▶ [YOUR TASKS]
[A] In the account of the trip to Madiran, which two well-known wine producers had the writer found on the internet?
[B] Carry on with the account of the Madiran wine trip, starting right after its last sentence.

▶ [DOCUMENT SECTION]

When we moved to the Pyrenees 7 years ago I had little knowledge about the wines of Southwest France other than those from Jurançon and Cahors.
SW France wines simply weren't out there to be seen, most probably because they weren’t made in large volumes, a lot of it was consumed locally and their labelling was terrible.

High on my list of things to do when I arrived was to go and check out some of the wine areas and get to know the wines.
I was, after all, living here and going to be drinking them.

I started with Madiran, one of the closest wine regions to my new home Chez Passet.
I had sourced out some places on the internet to check out and 2 of the more renowned were: Domaine Berthoumieu and Chateau Montus.

 

A 45min drive took us north on a drizzly overcast March morning past the town of Tarbes and into farming country where we found the small village of Madiran.
A somewhat non-descript village surrounded by fields and vinyards with one road passing through the centre of a few non-descript houses and a church (of course!).
We had thought that Madiran was the centre of the "Madiran" Wine region, however it wasn't, it just seemed to be a village of that name which was a shame as we really couldn't find a sense of where the region actually started and stopped.

Used to looking at wine regions and wineries across the U.S. and Canada we were looking for some form of signage and direction but there was nada, nothing.
We guessed they did things a bit different here!
We did see a wine information sign but when we went to where it pointed the door was locked so we decided to carry on and try to find our first vineyard, Domaine Berthoumieu.

With the absence of any signs we went to a nearby restaurant and asked a lady setting up tables for directions. Her response as she turned and walked away, was that she didn't know.
There was no, “try here they might know”, no help at all.
Ah the French way, they definitely did things differently here…..so helpful!


Luckily we had a Sat. Nav. so we programmed in the address and up a narrow lane we went on our way.
15 minutes of very narrow, winding lanes and not a lot of vines later we were instructed to “turn here”.
“Where? There’s no turning.” I said
Indeed there was a very well camouflaged turning with an equally camouflaged sign to Berthoumieu attached to a tree.
Finally, we had arrived.
Where we were I had no idea.

Montus

The sign pointed to a farm gate that was open and next to which stood a sign for the vineyard so we drove in, parked the car and went off in search of the tasting room.

We hadn’t called ahead and made an appointment as in North America you don’t normally have to.

Some rows
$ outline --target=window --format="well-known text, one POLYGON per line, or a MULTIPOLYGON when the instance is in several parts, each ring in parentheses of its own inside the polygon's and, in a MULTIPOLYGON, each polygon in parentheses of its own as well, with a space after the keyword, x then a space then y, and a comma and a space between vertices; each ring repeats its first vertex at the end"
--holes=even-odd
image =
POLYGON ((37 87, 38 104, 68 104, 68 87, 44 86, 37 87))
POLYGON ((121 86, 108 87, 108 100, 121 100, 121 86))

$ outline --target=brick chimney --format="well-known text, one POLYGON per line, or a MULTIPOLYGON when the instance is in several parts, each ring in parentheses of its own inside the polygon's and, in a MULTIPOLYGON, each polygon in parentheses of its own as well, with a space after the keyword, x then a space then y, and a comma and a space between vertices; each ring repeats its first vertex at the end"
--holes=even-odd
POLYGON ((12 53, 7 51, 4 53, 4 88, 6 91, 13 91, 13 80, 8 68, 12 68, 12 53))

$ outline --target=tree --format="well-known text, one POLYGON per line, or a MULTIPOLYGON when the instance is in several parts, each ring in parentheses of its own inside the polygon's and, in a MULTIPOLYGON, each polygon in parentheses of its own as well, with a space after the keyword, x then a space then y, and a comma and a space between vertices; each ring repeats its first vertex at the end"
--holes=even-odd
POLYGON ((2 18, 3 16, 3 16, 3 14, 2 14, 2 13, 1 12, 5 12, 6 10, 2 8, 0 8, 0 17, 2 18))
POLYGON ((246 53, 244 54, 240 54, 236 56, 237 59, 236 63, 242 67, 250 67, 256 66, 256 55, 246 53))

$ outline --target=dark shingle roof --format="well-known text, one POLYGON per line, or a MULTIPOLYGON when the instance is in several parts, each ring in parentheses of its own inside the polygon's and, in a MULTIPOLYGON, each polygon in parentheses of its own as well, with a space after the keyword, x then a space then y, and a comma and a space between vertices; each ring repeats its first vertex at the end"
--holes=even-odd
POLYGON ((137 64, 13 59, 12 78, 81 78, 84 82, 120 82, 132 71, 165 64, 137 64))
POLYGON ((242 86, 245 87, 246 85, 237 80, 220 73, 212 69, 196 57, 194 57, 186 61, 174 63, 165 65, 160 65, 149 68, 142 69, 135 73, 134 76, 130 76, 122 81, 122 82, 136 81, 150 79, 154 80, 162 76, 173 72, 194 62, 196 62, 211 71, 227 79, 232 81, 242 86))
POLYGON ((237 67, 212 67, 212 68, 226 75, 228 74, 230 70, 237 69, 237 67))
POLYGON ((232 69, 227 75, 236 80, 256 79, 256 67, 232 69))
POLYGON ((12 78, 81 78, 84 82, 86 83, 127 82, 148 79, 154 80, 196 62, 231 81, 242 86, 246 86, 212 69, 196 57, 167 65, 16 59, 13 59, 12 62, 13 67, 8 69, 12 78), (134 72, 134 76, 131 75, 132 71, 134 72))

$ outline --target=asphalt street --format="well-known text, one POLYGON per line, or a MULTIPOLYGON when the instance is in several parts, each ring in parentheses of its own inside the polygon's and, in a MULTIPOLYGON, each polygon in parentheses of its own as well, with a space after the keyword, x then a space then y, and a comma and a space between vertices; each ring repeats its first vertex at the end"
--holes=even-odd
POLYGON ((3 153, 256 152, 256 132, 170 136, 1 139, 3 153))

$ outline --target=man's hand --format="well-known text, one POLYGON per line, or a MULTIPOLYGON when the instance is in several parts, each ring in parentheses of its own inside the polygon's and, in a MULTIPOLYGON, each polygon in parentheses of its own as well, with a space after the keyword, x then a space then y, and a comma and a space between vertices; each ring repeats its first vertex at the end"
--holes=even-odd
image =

▶ [FINAL ANSWERS]
[A] Domaine Berthoumieu and Chateau Montus.

[B]
There was no one around so I sent my husband Tim off in search of life while I made friends with the friendly guard dog. 

A few minutes later Tim came out followed by Didier Barre, the owner and wine maker at Berthoumieu.
We asked in our best, bad French if it was possible to taste and were rewarded, for once, with a smile and “of course”.

We spent the next hour with Mr. Barre tasting his wines in the smallest tasting room I have ever been in, 1 small round table and 3 chairs.  
I tasted, spat and tasted again and again.
Tim basically got hammered and enjoyed everything he tasted!

My French (at the time) was poor, but my wine and restaurant French were fluent so I had no problem conversing with Mr. Barre who was clearly delighted that I knew what I was talking about and was asking informed questions.

Berthoumieu is only a small producer in terms of quantity but, like many small wine makers, he values traditional family wine making techniques and is passionate about his wine and the land that the grapes grow on.
His wines, therefore, are very traditional and are perfect partner for regional dishes such as Confit de Canard or Cassoulet.


Madiran reds are made with the Tannat grape (60%) with additional grape varieties including Cab. Sav. and Cab. Franc being used to make up the blend if the wine maker wants to.
Berthoumieu makes nearly all of his Madiran reds with a high percentage of Tannat. (Whites from this region cannot be called Maridan but must be called Pacherinc du Vic Bilh)
Berthoumieu's wines are what I would consider to be in an “old world style” meaning they take time to soften and become approachable but once softened the layers of flavour in the wine define the terroir and passion that has gone into making it.

I asked if the year was going to be a good vintage.
The question was met with a typical Gallic shrug, a smirk and an absolute “every year is a good year here”.

Enough said, lesson over.
Wine is very simple for these producers, they are from a small farming area without huge financial input for modern day equipment or technology but they have pride and passion.
It's as if you are drinking history which in a way is refreshing and there’s nothing at all wrong with the wine they make.

I ended up leaving Berthoumieu with a large quantity of wine (funny how that happens).
A lot of the wine is still in my cellar today, it tastes a bit better now than it did then which is saying something because it was awesome when I bought it!

Chateau Bouscasse

We never did get to go to Chateau Montus that day, it was closed but we have since been a few times and it is very different from Berthoumieu.

Chateau Montus is owned by Alain Brumont and his family which is a larger company with a few different vineyards around the Madiran region.
They have a range of wines from every day cheap n’ cheerfuls (well relatively) to the high end Chateau Bouscasse and Chateau Montus which I have to say are both fantastic wines and in every way (except grape varieties) comparable to a great Bordeaux.
They have a fantastic tasting room at Chateau Bouscasse and offer cellar tours and tastings if you book in advance.
They also offer a tour and dining option if you have enough people and book in advance which from experience was incredible. The tour was really informative and the food was exceptional, especially since it was made from local produce and paired with incredible Brumont wines 

Alain Brumont is an "iconic" winemaker in Madiran.
Brumont embraces modern wine making techniques along side traditional techniques in his wine making and is credited industry-wide for being a visionary in Madiran.
The results are that his wines are made for every palate.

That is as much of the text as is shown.